Data to process:
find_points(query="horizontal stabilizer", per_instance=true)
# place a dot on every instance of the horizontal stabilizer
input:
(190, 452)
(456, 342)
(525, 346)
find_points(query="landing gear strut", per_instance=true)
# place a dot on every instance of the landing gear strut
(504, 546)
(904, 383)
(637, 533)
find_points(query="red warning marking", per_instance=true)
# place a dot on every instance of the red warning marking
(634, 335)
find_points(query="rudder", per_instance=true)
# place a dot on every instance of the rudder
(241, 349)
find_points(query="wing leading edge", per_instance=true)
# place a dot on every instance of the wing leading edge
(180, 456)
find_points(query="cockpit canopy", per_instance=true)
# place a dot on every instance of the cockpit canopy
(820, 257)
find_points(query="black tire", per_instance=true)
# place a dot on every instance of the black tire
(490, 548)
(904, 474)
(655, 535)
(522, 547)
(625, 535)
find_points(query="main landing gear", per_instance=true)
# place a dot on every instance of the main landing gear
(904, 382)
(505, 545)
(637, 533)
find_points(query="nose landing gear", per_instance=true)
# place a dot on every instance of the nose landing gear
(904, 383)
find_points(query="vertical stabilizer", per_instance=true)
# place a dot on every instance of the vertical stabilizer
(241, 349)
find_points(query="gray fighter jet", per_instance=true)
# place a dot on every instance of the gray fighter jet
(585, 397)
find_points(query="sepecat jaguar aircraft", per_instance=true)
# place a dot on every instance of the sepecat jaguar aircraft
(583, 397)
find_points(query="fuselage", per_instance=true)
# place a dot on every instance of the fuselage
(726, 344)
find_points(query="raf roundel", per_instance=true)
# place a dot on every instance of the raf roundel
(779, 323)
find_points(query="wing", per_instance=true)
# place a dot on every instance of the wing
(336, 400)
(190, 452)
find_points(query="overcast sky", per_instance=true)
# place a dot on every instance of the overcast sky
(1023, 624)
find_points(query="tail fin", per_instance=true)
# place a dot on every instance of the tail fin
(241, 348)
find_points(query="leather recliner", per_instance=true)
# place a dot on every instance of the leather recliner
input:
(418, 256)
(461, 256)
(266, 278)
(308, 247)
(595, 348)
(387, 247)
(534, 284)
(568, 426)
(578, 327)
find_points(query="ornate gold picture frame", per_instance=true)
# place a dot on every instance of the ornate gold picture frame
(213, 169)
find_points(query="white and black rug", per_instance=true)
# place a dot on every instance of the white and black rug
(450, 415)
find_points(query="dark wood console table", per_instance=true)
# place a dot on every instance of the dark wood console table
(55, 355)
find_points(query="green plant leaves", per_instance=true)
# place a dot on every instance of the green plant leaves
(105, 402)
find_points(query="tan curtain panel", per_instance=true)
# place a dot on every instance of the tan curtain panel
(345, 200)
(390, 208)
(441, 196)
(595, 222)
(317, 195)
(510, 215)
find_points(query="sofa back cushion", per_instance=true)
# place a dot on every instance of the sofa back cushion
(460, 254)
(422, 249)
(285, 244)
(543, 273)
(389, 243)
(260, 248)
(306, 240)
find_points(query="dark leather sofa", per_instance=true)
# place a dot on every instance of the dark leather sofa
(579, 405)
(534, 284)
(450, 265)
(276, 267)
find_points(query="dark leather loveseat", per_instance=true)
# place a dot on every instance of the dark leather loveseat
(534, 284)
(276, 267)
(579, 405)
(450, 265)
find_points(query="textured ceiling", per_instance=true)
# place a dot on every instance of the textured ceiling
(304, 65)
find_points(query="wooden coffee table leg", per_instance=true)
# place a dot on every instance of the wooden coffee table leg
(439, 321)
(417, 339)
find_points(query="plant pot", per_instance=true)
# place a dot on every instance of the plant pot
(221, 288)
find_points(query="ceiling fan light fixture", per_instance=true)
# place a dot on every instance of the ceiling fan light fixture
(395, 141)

What you should do: Where a line contains the word "horizontal", copy that line from the listing above.

Solution for this exercise:
find_points(query="horizontal stabilizer", per_instance=true)
# place a dot on every instance of the horizontal stabilizer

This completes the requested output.